Directive
Set down exactly the lines that run from the line with "the form [211,96]." to the end of the data, and nothing else.

Records from a collection
* Start *

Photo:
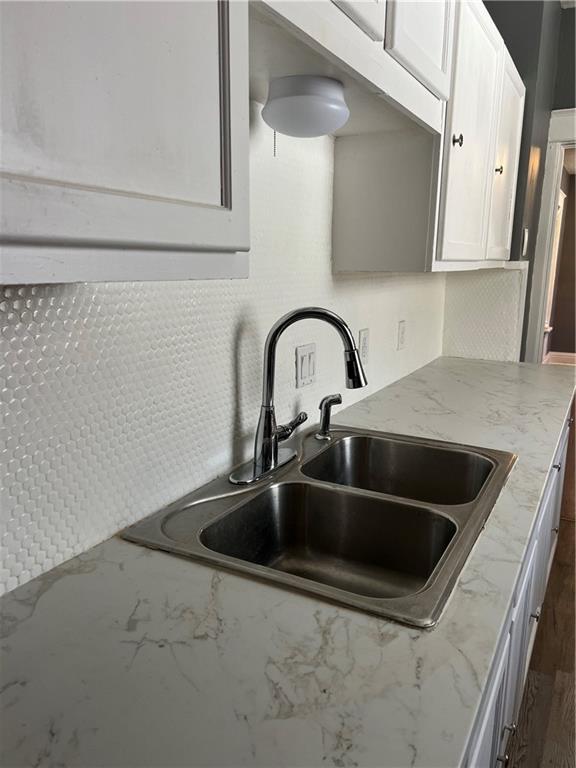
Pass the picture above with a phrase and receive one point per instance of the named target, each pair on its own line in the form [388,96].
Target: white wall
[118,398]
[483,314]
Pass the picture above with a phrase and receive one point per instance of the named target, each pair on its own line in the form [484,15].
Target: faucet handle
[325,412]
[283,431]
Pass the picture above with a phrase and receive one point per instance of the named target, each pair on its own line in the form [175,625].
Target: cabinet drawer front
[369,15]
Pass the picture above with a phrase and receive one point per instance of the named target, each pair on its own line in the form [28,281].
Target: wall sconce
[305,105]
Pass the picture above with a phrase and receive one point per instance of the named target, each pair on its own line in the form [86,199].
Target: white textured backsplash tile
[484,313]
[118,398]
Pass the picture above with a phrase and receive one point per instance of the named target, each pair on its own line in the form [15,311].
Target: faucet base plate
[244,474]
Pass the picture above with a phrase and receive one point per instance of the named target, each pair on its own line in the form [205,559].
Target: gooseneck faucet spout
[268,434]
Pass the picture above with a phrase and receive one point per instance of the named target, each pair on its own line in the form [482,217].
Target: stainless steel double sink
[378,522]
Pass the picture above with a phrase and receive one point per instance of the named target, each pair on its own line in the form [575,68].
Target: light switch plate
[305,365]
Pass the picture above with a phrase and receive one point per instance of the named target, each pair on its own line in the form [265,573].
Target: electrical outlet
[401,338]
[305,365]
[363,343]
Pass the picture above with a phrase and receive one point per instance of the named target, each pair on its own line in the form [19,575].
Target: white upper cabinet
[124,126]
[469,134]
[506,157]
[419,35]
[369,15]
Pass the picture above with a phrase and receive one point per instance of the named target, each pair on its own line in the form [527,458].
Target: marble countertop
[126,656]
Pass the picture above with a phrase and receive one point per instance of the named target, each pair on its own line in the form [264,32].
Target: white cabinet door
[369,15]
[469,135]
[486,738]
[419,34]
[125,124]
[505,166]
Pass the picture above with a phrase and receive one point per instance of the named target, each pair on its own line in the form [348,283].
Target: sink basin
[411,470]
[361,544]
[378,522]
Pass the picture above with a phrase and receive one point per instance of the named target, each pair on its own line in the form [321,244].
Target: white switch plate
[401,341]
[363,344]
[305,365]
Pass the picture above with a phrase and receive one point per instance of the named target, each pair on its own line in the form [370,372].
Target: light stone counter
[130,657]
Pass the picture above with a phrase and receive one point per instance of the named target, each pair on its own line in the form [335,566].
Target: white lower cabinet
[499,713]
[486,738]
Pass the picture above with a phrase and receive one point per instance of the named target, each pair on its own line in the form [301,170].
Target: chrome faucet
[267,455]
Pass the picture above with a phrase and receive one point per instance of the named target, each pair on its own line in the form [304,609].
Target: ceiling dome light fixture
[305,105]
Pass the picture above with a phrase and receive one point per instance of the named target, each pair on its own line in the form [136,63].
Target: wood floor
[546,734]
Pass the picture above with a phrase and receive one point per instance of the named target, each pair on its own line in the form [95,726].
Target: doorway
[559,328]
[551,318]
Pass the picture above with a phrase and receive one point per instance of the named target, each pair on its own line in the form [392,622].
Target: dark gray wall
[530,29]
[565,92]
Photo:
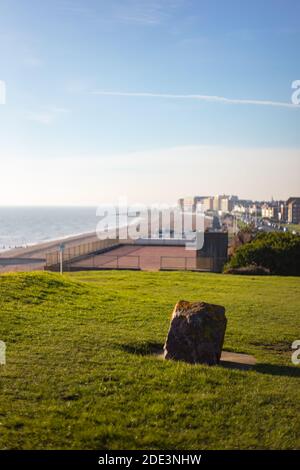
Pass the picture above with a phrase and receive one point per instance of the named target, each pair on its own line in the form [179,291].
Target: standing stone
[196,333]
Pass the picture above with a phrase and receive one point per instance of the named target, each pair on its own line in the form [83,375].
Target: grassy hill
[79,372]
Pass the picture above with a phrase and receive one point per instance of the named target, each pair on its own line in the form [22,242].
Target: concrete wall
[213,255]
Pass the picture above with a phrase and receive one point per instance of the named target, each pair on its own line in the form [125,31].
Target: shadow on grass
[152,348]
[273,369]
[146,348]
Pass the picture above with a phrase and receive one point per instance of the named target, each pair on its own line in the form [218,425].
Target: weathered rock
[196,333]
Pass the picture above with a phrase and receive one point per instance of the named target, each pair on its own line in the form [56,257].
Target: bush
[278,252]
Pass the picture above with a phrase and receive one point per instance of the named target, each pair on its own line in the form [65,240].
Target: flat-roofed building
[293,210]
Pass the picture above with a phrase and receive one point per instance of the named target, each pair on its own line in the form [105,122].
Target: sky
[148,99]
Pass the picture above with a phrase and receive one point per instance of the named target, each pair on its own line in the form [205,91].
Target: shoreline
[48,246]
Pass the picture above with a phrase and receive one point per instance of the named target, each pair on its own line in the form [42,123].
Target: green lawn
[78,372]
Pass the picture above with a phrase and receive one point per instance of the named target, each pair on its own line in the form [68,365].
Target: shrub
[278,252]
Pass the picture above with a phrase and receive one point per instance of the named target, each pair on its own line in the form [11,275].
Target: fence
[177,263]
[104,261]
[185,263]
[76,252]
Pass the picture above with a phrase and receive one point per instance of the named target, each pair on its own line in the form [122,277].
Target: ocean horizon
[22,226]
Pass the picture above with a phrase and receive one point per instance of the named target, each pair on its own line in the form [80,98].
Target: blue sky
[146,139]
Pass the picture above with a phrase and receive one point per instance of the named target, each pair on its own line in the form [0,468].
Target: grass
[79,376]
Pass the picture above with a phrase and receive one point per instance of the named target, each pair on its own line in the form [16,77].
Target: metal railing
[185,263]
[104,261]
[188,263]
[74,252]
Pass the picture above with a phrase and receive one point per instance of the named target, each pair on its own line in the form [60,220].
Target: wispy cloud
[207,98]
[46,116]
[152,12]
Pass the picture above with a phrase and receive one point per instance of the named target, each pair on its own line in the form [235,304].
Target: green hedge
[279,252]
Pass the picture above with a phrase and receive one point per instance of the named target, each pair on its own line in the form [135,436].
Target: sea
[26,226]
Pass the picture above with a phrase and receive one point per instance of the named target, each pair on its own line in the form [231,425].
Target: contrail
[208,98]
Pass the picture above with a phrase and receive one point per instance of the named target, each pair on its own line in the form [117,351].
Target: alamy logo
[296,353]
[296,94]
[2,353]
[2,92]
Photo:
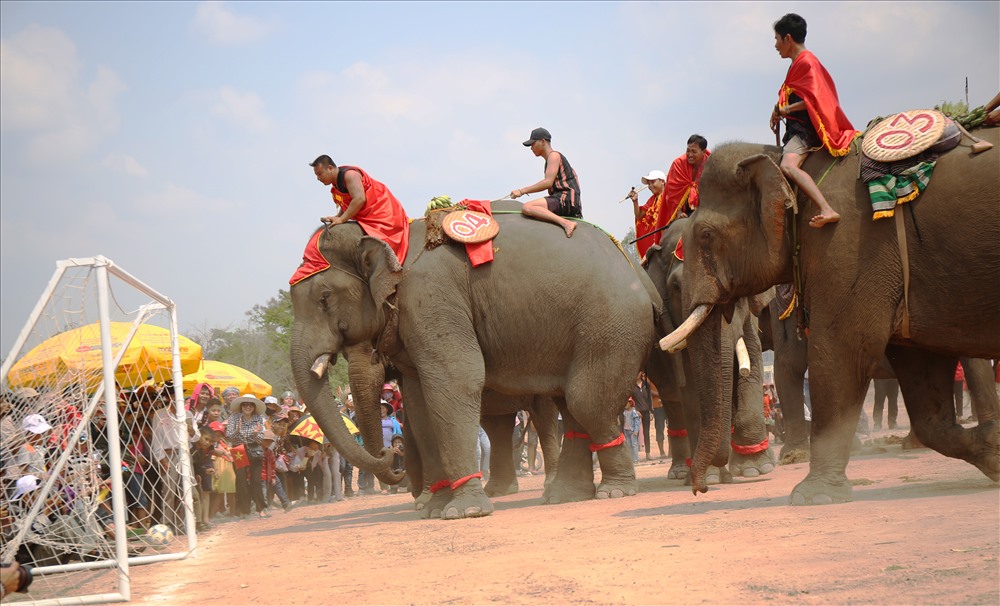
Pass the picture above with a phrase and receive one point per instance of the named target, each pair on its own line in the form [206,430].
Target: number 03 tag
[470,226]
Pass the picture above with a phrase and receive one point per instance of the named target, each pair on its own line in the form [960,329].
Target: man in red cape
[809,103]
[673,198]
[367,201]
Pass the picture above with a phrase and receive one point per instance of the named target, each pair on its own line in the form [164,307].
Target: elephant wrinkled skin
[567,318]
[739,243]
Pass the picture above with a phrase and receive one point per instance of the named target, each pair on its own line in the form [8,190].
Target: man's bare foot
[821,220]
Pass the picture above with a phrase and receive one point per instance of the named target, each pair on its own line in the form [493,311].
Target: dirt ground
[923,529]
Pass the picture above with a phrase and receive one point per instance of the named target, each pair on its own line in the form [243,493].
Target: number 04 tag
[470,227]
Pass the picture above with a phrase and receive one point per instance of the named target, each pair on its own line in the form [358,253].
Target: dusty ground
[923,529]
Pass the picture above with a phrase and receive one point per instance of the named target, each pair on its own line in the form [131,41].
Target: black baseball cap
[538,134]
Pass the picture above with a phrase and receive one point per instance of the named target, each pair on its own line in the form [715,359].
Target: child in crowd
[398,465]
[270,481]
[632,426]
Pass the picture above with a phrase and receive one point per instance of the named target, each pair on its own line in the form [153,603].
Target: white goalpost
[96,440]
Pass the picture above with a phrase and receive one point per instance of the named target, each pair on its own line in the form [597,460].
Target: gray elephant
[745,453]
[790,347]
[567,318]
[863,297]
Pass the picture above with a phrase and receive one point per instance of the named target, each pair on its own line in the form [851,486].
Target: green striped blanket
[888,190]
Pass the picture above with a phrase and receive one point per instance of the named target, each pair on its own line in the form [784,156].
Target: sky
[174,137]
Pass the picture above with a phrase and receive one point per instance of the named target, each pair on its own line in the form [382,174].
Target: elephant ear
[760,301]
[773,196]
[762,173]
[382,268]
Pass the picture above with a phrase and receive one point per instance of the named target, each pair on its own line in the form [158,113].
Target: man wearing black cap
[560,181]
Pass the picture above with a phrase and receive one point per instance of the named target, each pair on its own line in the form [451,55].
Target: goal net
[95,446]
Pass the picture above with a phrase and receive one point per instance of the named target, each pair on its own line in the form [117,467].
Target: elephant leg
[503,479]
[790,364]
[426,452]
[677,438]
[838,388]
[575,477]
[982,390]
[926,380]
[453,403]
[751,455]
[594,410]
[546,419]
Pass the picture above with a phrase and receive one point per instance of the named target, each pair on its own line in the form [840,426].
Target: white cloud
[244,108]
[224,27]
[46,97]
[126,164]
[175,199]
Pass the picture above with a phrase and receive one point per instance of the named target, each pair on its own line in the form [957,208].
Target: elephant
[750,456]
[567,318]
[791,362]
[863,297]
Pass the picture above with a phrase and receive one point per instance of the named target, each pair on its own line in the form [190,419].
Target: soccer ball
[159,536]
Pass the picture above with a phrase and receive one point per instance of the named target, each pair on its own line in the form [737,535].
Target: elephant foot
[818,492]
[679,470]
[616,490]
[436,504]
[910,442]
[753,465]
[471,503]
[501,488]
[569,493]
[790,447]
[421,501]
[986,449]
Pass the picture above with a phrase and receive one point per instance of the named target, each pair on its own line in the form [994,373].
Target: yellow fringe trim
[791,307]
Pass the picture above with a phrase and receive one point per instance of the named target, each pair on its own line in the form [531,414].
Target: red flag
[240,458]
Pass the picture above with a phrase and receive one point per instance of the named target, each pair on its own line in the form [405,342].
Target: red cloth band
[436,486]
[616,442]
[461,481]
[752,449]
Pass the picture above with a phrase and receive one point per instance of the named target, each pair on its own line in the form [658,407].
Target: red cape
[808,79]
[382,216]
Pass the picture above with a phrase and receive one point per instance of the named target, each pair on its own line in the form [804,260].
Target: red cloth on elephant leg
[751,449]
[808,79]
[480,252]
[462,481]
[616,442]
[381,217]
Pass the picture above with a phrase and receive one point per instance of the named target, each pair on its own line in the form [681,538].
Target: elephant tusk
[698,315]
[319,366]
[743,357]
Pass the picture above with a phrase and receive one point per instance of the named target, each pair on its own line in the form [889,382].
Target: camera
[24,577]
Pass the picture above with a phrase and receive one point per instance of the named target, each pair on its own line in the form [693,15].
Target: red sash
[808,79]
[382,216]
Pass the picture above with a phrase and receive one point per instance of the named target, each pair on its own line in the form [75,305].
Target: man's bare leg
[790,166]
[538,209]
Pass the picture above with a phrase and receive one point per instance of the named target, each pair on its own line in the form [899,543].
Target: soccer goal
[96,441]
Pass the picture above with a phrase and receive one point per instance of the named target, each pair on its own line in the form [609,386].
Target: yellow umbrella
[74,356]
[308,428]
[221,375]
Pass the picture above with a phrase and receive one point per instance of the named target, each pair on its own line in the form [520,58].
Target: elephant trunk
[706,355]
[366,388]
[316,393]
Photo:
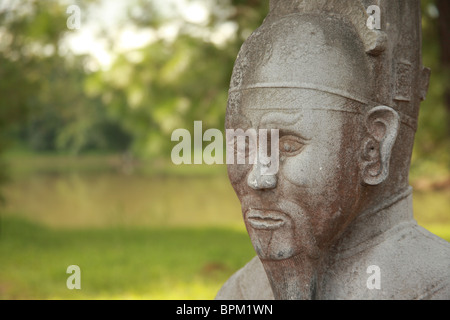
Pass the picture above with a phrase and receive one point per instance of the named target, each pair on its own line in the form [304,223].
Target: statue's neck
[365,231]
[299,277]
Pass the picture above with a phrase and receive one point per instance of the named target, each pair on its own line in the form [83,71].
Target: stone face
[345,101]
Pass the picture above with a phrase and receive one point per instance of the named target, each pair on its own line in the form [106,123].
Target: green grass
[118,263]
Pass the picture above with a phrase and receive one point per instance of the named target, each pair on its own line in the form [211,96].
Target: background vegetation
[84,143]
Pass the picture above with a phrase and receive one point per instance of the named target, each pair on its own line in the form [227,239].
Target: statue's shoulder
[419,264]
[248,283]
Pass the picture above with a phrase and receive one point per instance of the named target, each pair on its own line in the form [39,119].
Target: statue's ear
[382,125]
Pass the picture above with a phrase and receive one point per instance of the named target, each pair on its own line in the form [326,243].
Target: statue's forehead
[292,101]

* End *

Response to the exercise
Pass the picture above with a phrase and receive one point per instance of the named target, each pair on its own line in the form [211,96].
Target: background vegetation
[84,143]
Pass the picture above with a phrase and receive one point per instance of the named target, each pair on its own line in the form [227,239].
Target: statue's shoulder
[419,264]
[248,283]
Pass the picture above with a phrase and receive one point per instance of the named target, each pair on its own line in the form [39,119].
Target: statue's ear
[382,125]
Pass the picture above with a phrase and receive one point per instance of the named target, each pair on its own line in the form [326,243].
Target: statue's forehead
[292,101]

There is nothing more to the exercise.